* **What needs to be done**:
In the data below, copy word for word the lines from the one containing "target: grass verge" up to and including the one containing "pixel 730 138".

--- Task material ---

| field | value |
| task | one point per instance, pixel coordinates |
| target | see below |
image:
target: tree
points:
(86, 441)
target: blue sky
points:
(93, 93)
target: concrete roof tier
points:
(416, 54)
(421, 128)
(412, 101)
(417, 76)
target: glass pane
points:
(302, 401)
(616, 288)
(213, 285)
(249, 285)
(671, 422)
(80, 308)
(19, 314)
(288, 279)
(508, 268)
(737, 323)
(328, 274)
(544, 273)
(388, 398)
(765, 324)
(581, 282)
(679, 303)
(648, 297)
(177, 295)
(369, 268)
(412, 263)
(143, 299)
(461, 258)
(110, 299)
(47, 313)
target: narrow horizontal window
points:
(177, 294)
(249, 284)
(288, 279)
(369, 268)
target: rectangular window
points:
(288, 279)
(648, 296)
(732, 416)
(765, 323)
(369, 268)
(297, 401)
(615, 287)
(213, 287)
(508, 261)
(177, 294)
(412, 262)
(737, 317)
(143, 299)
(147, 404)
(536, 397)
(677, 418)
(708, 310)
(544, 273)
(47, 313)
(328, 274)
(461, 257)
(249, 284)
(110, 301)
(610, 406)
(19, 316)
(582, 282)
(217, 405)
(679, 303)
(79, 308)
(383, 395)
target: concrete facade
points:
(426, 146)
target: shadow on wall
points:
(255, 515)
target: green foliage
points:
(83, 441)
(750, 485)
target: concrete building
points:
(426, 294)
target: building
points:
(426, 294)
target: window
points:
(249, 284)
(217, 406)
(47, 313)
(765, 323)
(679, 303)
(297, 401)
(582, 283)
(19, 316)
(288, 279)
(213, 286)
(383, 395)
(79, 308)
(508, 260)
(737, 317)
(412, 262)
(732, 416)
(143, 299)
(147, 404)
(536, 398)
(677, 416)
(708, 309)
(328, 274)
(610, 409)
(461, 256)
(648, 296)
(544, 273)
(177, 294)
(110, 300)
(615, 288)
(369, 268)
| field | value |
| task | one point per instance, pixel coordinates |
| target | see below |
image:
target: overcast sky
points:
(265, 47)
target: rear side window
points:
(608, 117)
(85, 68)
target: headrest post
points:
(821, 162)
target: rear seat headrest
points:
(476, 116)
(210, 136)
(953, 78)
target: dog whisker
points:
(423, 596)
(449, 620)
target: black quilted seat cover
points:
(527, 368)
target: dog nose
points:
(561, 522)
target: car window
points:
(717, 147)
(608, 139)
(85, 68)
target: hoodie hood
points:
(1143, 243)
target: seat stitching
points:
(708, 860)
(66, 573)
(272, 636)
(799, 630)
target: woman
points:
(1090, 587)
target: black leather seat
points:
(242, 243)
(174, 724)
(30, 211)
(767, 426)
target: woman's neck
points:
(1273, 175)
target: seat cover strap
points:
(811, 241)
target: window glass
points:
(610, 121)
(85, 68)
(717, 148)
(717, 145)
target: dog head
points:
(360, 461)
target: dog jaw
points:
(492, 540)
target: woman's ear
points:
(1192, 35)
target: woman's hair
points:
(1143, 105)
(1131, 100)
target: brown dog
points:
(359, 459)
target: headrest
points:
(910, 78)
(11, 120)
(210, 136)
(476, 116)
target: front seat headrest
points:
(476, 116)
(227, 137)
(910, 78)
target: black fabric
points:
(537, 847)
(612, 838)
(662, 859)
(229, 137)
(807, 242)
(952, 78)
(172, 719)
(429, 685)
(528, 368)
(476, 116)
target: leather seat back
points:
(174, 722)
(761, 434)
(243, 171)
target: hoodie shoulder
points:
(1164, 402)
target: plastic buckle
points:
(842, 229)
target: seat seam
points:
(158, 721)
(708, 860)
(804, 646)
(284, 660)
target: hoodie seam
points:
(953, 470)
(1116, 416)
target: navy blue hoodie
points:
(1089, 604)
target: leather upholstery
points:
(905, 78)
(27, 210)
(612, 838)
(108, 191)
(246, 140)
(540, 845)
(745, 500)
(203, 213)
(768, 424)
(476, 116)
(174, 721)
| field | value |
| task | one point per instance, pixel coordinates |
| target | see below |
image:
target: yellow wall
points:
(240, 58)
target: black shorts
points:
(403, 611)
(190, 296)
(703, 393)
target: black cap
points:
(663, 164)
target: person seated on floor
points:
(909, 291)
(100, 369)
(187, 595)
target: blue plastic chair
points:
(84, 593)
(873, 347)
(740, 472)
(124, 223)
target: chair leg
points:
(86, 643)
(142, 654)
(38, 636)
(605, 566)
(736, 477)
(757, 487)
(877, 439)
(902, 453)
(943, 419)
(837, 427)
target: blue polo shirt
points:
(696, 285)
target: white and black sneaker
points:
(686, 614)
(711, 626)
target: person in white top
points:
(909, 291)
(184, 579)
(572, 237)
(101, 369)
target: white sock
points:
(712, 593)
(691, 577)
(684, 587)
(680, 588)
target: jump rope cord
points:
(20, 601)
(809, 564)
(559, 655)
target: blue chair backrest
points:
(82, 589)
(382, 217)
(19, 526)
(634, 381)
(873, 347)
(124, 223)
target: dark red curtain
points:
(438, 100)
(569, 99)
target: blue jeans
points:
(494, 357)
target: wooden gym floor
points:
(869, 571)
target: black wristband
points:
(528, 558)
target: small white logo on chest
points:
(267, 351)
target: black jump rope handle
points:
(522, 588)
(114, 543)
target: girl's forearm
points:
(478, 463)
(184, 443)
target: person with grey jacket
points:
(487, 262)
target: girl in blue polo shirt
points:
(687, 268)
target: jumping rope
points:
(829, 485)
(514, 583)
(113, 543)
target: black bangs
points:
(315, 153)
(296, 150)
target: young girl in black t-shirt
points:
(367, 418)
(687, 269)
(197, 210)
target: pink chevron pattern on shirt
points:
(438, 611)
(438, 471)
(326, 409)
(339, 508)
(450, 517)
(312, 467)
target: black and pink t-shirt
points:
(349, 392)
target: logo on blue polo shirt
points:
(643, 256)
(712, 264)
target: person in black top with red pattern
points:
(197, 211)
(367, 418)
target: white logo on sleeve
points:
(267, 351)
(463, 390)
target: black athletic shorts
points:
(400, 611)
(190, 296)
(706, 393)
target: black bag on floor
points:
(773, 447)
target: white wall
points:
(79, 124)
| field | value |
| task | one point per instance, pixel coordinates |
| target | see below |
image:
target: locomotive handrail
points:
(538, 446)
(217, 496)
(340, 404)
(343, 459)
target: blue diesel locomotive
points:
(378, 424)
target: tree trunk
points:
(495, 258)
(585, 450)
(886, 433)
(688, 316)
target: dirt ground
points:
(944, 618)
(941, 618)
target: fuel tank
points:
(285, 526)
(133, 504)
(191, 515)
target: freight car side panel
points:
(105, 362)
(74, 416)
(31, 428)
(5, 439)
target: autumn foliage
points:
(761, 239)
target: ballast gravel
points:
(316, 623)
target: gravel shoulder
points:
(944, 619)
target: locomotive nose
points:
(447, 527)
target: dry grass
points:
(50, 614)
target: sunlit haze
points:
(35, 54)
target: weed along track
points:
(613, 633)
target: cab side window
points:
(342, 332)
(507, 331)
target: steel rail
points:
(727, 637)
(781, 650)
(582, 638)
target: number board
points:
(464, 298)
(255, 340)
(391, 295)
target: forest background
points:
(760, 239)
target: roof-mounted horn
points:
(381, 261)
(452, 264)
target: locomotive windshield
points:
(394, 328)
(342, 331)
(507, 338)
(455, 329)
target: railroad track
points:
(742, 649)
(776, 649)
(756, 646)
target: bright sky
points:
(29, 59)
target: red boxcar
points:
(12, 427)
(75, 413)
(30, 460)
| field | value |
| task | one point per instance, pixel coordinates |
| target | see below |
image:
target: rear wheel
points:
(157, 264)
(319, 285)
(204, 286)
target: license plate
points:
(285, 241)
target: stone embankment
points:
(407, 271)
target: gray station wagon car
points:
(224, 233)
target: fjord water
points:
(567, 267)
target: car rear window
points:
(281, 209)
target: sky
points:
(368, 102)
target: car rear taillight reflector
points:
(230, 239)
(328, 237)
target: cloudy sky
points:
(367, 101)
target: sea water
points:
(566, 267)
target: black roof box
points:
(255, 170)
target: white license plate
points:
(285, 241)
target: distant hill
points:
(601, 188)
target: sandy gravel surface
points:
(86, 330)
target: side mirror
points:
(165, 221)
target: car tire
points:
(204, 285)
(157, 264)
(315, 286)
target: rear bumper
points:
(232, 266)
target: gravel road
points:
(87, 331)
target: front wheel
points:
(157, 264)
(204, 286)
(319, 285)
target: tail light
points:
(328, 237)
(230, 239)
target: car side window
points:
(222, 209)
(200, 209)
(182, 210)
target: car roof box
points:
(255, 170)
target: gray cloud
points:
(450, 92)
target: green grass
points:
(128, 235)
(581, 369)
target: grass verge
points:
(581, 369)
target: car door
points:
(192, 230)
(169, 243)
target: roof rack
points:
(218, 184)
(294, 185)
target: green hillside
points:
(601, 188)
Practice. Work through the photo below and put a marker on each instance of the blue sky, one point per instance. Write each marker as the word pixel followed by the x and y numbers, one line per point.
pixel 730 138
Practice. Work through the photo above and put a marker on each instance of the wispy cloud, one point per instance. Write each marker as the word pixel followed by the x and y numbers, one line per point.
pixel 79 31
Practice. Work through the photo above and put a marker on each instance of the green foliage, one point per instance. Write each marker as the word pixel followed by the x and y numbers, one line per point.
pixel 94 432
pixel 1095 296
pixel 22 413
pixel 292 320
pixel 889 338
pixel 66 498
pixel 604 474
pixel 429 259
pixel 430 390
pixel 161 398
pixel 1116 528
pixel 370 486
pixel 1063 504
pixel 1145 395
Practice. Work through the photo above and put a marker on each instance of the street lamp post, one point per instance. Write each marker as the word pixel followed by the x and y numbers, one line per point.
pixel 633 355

---

* **The answer**:
target: grass verge
points:
(581, 369)
target: car door
points:
(192, 230)
(169, 243)
target: roof rack
points:
(218, 184)
(294, 185)
target: green hillside
points:
(601, 188)
Practice. Work through the photo below and put a marker on each instance of the blue sky, one point per instance. Write each marker as the word pixel followed by the x and y numbers, one line per point.
pixel 730 138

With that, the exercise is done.